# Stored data
━━━━━━━━━━

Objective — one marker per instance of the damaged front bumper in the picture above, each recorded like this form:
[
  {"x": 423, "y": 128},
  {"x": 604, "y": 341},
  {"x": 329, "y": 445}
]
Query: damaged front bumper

━━━━━━━━━━

Convert the records to a JSON array of strings, with one string for each line and no entries for blank lines.

[
  "Objective — one marker per instance of the damaged front bumper in the picture above, each recorded like this form:",
  "[",
  "  {\"x\": 423, \"y\": 128},",
  "  {\"x\": 604, \"y\": 341},",
  "  {\"x\": 329, \"y\": 445}",
  "]",
  "Query: damaged front bumper"
]